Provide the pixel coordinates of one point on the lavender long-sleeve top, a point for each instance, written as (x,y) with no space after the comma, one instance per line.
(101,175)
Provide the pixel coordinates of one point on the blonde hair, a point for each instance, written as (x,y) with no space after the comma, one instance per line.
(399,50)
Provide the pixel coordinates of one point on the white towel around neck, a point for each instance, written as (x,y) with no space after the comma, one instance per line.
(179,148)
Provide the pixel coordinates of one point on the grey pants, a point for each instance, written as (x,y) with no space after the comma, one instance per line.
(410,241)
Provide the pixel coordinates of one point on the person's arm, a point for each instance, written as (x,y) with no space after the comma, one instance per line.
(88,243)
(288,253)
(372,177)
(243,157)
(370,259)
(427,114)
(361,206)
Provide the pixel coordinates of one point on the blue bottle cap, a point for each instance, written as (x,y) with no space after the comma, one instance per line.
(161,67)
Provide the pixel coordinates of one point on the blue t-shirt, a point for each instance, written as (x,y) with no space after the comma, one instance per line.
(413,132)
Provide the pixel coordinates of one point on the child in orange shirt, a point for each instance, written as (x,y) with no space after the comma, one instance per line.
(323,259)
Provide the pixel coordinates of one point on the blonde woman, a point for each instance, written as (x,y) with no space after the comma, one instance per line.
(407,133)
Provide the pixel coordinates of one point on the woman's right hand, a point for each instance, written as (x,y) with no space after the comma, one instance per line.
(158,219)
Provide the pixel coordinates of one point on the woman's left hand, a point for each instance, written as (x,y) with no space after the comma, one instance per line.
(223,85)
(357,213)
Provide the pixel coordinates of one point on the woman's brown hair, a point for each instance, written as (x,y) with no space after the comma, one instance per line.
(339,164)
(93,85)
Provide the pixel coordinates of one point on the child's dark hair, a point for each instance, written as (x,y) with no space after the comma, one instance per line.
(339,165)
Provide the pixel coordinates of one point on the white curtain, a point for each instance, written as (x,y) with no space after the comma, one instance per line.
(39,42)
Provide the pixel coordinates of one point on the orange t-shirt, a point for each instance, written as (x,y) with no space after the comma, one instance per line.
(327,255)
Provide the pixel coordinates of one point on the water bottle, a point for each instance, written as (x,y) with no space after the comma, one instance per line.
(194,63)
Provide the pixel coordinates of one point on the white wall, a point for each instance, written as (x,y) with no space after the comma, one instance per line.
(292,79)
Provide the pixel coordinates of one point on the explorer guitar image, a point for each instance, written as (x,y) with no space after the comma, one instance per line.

**Problem**
Copy all the records above precisely.

**Your response**
Provide the pixel coordinates of one point on the lavender long-sleeve top, a point for each instance, written as (x,y) with no space after the comma, one instance per line.
(101,175)
Provide the pixel coordinates of one point on the blonde hair, a point for each instance, written as (x,y) with no space after the comma, one instance per line.
(399,50)
Provide the pixel coordinates of one point on the white towel around neck, a point for each instance, written as (x,y) with no space after the comma, one instance per line.
(179,148)
Provide the pixel coordinates of one point on the grey pants, a point for each instance, written as (x,y) with no space after the comma, one instance per line.
(410,241)
Provide the pixel coordinates of one point on the person's arm, a point for each instance, written as (x,y) with no space after the comma, one instance per line.
(88,243)
(288,253)
(372,177)
(243,157)
(370,259)
(427,114)
(361,206)
Provide the pixel coordinates of one point on the blue bottle cap, a point for each instance, written as (x,y) with no space after the comma, one instance per line.
(161,67)
Provide the pixel coordinates of one point on the blue t-shirt, a point for each instance, written as (x,y) with no space after the comma, one instance per line.
(413,132)
Provide the pixel coordinates of one point on the child in orange shirt, a point for each instance, written as (x,y) with no space after the comma, one instance per line.
(323,259)
Provide the pixel coordinates of one point on the blonde woman, a point for each instance, written as (x,y) with no space after the comma, one instance per line.
(407,133)
Provide the pixel coordinates of one point on the woman's right hand, a point for each instance, written as (x,y) with no space after the comma, one instance per line.
(158,219)
Provide the pixel coordinates of one point on the woman's left hand, a point for each instance, written as (x,y) with no space after the comma, one instance per line.
(223,85)
(357,213)
Provide the pixel coordinates of one point on the woman's brown hair, a point for each instance, written as (x,y) with no space after the comma, one instance per line.
(339,164)
(93,85)
Provide the pixel coordinates of one point on the child's dark hair, a point for each instance, written as (x,y) with no space after the comma, one instance per line.
(339,165)
Provide the pixel coordinates of one point on the white curtain, a point for each instance, written as (x,y) with no space after the comma, one instance per line.
(39,42)
Provide the pixel coordinates of one point on the orange t-shirt, a point for each instance, written as (x,y) with no space after the comma, one instance per line.
(327,255)
Provide the pixel coordinates of one point on the water bottle, a point for each instance, written as (x,y) with no space after the comma, one instance per line.
(194,63)
Provide the pixel coordinates of one point on the white wall, a point for each instance, written as (x,y) with no space after the comma, one instance per line.
(292,79)
Provide the pixel coordinates of one point on the explorer guitar image, a point for each instance, written as (x,y) with no space after the comma, one instance per line.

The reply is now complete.